■ SELECTED TEXT ■
====
Thousands of apps and portals that use Microsoft’s Power Apps platform mistakenly leaked about 38 million confidential records and left them exposed for months on the open internet, a new report says.
The leaked data included job applicants' social security numbers, employee IDs, millions of names and email addresses as well as personal information used for Covid-19 contact tracing and vaccination appointments, UpGuard said in Monday's report.
Power Apps is a suite of apps, services and connectors as well as a data platform that provides a development environment for building custom applications for businesses.
“This research presents an example of a larger theme, which is how to manage third-party risks [and exposures] posed by platforms that don't slot neatly into vulnerability disclosure programmes as we know them today,” UpGuard said.
The company said it has notified 47 affected entities so far. These include government institutions in Indiana, Maryland and New York City as well as private companies like American Airlines, JB Hunt and Microsoft.
====
■ RECORD SET ■

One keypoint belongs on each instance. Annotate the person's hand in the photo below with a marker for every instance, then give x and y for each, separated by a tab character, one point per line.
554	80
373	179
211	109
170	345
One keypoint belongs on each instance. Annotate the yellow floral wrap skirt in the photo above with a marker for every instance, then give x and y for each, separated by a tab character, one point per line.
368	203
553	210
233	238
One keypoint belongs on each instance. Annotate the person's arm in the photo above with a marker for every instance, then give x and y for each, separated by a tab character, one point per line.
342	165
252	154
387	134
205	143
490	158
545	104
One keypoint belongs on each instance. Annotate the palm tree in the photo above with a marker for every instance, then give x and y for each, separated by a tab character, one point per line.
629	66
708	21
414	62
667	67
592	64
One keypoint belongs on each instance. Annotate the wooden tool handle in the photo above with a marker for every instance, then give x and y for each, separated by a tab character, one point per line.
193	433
====
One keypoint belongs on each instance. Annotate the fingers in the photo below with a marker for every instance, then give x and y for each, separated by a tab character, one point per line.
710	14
====
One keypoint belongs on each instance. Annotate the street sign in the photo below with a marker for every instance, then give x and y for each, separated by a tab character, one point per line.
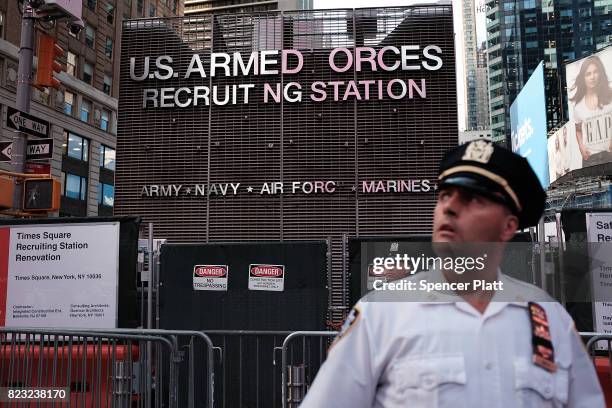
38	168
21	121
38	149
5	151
====
■ TASK OBJECTIVE ■
According to the text on the Power Apps data leak, how many affected entities has UpGuard notified so far?

■ FINISHED EXERCISE ■
47